--- START Reading passage ---
Complexity and Order

Romanticism and Complexity

Complexity and Order

Hugh Roberts, University of California, Irvine

  1. Why science? This is a question that long-suffering scientists must ask themselves whenever they see another attempt in the Humanities to borrow from their disciplines in order to construct new interpretive frameworks in contexts for which they must appear strangely ill-adapted. Why seek out analogies between the epistemology of quantum physics, or chaos theory, and that of a poem by Blake, for example, as Arkady Plotnitsky and Paul Yoder have in the papers presented here?

  2. It is not that there is anything startlingly new in recent critical attempts to fish the pond of our next neighbors across the campus—other, that is, than the specific content of the scientific models being borrowed. Indeed, scientific analogies and analyses have regularly found their way into literary criticism. Nowhere is this more true, of course, than in the criticism of the Romantics. From that "Newton among poets" Shelley, to the practicing scientist Goethe, to the anti-Newtonian "visionary physicist" Blake, Romantic writers have invited investigation into their own scientific thought, and speculative explorations of their work in the frameworks of more recent scientific developments.

  3. This should not surprise us. If modern science can be seen as the most prominent inheritor of the aims and methods of the Enlightenment project, the Romantics’ conflicted attitudes toward that project—at once rejecting and completing it—guarantee the continual renewal of an old dialogue. Friedrich Schlegel once claimed, trenchantly, that "the whole history of modern poetry is a running commentary on the following brief philosophical text: all art should become science and all science art; poetry and philosophy should be made one" ("Critical Fragments #115," 14). At almost the same time, however, he was asserting—with the same trenchancy—that "the concept of a scientific poem is quite as absurd as that of a poetical science" (#61, 8).

  4. The question to ask, then, is perhaps not "why science," but "why this science?" Why are literary critics so drawn to sciences that—in one way or another—are controversial, or at least problematic, with respect to the Enlightenment notion of the scientific project? Quantum physics is now "old" science—the Copenhagen interpretation has held off challenges for over seventy years—but the fundamental limitations it imposes upon the coherence and consistency of any possible knowledge of the world remains a standing challenge to the materialist determinism which lies at the heart of the Enlightenment understanding of the world. Quantum physics’ famous "absurdities"—Heisenberg’s uncertainty principle, nonlocality, Schrödinger’s cat—which prompted Einstein’s equally famous cri de coeur that "God does not play dice with the universe" are, as Arkady Plotnitsky describes in some detail in his "Chaosmic Orders," fundamentally incompatible with the Enlightenment’s central drive towards a complete mathesis, the Laplacean dream of a universe in which there is a time and a place for every atom, and every atom is in its place at the determined time. Chaos theory, similarly—even if it be reconciled with classical physics as Plotnitsky suggest—puts absolute limits to the "knowability" of the underlying deterministic origins of a world that can only be understood as a dynamically emergent system. Such developments within science are necessarily arresting for the student of Romanticism, because they are analogous to (but sometimes no more than analogous to) key Romantic criticisms of the materialist and determinist bent of the Enlightenment project: we think of Blake’s rejection of "Single vision & Newtons sleep," or Wordsworth’s claim that "we murder to dissect."
--- END Reading passage ---
--- START Dataset excerpts ---
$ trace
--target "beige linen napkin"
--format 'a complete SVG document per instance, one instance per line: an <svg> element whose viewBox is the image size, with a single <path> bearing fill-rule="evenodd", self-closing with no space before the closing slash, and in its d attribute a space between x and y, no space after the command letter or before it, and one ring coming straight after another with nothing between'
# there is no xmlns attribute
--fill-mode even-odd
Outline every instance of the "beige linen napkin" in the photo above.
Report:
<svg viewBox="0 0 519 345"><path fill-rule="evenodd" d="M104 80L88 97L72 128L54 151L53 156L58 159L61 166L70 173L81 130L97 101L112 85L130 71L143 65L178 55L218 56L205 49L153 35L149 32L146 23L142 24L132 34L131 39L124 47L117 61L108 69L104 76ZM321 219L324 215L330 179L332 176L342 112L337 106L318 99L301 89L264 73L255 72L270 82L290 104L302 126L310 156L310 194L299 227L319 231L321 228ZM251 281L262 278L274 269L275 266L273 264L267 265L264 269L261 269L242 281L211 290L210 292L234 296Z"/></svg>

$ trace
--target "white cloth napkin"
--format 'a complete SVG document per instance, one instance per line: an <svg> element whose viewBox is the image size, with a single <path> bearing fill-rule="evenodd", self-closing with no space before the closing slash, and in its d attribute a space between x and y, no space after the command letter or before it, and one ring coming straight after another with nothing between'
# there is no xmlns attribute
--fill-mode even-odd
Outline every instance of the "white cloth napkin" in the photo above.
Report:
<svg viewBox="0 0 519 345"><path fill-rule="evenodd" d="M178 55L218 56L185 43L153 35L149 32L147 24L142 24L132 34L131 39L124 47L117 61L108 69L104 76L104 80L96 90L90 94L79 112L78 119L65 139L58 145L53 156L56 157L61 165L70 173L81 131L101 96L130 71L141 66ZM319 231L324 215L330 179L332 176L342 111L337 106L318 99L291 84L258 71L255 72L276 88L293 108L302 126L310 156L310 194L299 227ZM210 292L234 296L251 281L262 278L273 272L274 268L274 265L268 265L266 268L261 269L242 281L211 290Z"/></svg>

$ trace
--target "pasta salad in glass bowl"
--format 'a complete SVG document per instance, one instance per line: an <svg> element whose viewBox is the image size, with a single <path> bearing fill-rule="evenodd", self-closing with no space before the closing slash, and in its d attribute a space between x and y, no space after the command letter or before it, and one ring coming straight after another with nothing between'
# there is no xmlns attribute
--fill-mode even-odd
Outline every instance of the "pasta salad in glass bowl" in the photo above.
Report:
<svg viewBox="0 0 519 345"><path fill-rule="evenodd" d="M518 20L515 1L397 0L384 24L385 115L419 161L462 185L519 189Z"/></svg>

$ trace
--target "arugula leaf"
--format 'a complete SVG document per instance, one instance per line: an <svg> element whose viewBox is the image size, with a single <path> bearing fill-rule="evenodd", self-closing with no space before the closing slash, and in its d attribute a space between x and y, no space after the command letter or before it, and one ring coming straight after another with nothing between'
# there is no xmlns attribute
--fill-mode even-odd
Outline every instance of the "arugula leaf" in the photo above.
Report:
--- END Dataset excerpts ---
--- START Dataset excerpts ---
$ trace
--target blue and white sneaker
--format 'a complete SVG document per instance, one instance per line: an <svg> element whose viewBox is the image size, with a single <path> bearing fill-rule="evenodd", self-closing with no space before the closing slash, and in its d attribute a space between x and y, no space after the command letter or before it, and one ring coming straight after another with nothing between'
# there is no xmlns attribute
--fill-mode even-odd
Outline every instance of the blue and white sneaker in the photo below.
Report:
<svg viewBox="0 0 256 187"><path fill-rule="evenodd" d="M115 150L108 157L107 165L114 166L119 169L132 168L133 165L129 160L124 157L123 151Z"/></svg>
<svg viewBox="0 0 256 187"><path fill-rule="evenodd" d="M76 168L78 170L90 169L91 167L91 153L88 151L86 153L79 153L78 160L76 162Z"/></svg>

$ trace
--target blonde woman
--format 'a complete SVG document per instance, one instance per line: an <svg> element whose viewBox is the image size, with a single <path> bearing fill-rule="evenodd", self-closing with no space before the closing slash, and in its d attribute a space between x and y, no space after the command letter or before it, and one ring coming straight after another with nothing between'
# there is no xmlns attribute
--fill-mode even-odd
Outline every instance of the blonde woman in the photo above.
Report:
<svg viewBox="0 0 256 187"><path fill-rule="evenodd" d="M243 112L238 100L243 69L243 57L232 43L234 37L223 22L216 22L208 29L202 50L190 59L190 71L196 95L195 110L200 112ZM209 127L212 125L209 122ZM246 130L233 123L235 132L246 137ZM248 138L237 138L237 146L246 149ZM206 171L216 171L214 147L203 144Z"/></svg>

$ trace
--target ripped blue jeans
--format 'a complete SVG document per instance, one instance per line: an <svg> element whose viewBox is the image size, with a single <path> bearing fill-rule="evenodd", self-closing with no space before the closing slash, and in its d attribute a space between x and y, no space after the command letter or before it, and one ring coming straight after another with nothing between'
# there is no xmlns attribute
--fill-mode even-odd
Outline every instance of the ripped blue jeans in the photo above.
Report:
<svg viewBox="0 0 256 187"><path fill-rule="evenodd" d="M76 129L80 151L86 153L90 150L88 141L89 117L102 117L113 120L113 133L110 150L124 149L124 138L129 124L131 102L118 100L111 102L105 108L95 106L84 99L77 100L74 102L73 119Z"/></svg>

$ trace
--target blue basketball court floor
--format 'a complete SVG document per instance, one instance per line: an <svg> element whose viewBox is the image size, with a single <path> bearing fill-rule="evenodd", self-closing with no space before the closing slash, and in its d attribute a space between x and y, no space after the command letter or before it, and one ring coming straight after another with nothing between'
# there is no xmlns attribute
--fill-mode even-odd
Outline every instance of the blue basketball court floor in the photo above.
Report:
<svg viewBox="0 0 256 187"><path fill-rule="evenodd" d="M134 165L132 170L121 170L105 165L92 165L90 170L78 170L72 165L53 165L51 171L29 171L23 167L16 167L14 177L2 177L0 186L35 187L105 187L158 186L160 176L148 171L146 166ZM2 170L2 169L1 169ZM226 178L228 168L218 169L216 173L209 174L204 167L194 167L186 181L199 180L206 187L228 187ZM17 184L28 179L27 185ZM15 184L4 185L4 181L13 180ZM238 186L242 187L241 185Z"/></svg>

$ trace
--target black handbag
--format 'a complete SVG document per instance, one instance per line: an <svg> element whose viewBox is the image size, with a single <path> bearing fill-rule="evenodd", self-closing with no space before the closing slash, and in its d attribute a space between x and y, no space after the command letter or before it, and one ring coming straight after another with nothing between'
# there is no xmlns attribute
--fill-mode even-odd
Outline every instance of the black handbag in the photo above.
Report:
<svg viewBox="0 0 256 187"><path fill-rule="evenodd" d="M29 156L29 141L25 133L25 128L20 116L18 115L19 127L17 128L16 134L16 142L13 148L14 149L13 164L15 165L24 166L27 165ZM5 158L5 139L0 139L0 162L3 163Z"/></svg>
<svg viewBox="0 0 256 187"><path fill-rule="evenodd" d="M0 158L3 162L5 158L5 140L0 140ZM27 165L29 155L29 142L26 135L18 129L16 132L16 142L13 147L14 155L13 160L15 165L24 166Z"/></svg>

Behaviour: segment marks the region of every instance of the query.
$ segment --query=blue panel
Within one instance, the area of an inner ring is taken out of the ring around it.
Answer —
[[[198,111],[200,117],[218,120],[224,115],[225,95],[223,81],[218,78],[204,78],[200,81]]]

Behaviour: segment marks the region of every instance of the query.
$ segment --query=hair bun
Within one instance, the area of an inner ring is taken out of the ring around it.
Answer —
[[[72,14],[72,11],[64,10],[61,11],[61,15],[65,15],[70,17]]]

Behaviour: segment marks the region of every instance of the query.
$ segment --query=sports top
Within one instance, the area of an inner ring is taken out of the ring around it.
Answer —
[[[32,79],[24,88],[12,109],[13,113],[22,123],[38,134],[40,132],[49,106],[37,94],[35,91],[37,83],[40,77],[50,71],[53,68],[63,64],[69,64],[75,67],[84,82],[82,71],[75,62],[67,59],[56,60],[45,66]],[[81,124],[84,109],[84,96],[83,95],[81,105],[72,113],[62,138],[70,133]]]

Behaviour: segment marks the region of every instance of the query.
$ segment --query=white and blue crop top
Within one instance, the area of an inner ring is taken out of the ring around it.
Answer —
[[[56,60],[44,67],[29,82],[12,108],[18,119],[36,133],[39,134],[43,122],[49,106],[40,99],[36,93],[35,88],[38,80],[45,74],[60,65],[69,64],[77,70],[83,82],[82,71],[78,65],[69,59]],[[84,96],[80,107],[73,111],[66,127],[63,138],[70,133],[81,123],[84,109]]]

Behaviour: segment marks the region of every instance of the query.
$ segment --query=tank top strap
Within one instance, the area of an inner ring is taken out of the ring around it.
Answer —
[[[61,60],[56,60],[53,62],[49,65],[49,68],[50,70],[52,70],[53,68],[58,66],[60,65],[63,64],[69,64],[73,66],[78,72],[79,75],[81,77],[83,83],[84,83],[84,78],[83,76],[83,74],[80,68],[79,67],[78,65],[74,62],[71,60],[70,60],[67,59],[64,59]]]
--- END Dataset excerpts ---
--- START Dataset excerpts ---
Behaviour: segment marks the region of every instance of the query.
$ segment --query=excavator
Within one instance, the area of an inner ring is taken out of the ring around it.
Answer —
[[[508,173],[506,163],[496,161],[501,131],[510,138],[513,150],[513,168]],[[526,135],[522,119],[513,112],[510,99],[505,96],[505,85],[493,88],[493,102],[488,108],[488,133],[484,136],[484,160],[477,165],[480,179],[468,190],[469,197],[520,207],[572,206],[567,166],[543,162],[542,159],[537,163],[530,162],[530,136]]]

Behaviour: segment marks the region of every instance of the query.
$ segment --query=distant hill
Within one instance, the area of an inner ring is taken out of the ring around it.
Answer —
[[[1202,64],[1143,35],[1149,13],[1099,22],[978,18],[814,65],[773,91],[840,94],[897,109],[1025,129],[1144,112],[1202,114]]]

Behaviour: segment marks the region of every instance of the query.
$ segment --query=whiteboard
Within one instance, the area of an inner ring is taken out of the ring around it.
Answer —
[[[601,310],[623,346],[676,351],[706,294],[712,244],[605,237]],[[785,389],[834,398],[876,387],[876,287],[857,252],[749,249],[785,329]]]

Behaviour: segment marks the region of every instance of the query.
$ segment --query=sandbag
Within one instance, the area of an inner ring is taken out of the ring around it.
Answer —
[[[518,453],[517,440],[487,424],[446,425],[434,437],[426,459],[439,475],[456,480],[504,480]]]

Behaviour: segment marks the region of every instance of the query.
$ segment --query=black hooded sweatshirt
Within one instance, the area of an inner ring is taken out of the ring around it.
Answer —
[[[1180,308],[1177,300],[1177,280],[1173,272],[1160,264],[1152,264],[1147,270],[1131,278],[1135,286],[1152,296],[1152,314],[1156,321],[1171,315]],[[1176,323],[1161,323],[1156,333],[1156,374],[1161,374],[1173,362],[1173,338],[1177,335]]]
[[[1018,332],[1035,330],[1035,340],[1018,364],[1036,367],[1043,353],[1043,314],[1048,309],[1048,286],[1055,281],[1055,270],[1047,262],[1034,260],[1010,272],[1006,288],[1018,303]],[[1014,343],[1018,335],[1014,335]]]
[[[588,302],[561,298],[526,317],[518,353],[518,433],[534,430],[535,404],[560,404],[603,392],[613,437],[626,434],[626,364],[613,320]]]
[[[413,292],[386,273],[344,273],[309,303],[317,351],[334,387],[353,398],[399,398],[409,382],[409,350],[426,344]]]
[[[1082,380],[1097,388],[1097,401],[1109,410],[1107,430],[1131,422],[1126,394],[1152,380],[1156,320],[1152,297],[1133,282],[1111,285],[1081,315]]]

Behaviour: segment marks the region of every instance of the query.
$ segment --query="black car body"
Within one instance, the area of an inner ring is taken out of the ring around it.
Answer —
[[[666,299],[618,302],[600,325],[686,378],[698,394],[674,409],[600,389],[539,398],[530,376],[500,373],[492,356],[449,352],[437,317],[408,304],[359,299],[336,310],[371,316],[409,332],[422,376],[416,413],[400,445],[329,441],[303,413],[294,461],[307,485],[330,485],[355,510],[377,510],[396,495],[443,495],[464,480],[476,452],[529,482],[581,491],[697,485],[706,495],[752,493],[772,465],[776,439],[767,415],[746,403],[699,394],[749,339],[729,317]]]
--- END Dataset excerpts ---
Please return, word for word, the part of the Romanticism and complexity essay starting with "2. It is not" and going on through "recent scientific developments.".

2. It is not that there is anything startlingly new in recent critical attempts to fish the pond of our next neighbors across the campus—other, that is, than the specific content of the scientific models being borrowed. Indeed, scientific analogies and analyses have regularly found their way into literary criticism. Nowhere is this more true, of course, than in the criticism of the Romantics. From that "Newton among poets" Shelley, to the practicing scientist Goethe, to the anti-Newtonian "visionary physicist" Blake, Romantic writers have invited investigation into their own scientific thought, and speculative explorations of their work in the frameworks of more recent scientific developments.